(Source data)
"""
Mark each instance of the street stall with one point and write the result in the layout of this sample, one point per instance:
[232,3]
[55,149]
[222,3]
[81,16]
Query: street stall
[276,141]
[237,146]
"""
▶ _Assignment_: Print the records above again, every one, exactly as written.

▶ _Solved problem_:
Mark each instance of the street stall with one point and write the result in the layout of this sample, one point per instance:
[232,3]
[55,149]
[222,3]
[81,16]
Query: street stall
[276,141]
[237,146]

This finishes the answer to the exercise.